• _SET EXERCISE_
Reproduce every line of the entries below, requests included, and shift each coordinate in the answers up by 73.

- - - - -

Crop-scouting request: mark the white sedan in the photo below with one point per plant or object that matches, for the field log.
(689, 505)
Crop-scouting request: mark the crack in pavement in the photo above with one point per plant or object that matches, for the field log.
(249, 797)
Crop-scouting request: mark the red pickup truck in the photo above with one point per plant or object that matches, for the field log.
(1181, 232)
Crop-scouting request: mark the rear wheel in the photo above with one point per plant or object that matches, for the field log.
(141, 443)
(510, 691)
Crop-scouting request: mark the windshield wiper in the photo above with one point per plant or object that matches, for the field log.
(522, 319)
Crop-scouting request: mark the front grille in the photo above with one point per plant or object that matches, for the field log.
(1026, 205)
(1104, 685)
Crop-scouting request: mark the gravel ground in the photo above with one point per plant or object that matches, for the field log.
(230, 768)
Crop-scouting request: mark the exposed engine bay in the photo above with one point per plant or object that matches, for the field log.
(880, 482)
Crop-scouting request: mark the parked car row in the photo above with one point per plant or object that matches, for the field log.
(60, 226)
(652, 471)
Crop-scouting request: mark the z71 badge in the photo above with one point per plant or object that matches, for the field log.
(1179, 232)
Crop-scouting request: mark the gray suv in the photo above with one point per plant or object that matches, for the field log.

- - - - -

• _OUTPUT OF THE EXERCISE_
Crop-scouting request: mark the white sedan in the photo below with one point per plant or object that matches, for the field log.
(762, 578)
Crop-scouting request: mark the crack in pavement in the photo above with one point per plant or object that matches, for the field log.
(322, 870)
Crop-scouting request: mark the red pickup truck in the photo above with one point per plant or object that matches, for the field log.
(1254, 305)
Crop-scouting request: mark the rear wheel in the photo above with one point per plant or object that matches, for the field log.
(214, 516)
(583, 764)
Crop-scouting request: mark the windshield wiper in the photo above with one point per plant or object that matches, for the field log.
(595, 392)
Crop-scouting request: mark the front grille in the photo above with one point per plant or object that matches, for the field log.
(1099, 278)
(1177, 758)
Crop-scouting request: mark the gravel ground in the photo above with one point per plant or object that matches, for the field log.
(303, 841)
Crop-scouting request: mark the exposed engine bay in the photo above with one point per plant or object that matches, for the field log.
(953, 555)
Crop-scouting request: mark the parked car row in the photo above with one point per plant or object that matches, for the field log.
(133, 299)
(725, 544)
Crop-scouting request: mark the z71 badge in the photo above with one point per plant or object that matches, for the field log.
(1252, 305)
Crop-scouting request: mark the gray suv in the photo above with one point per plant or object that matches, for the field log.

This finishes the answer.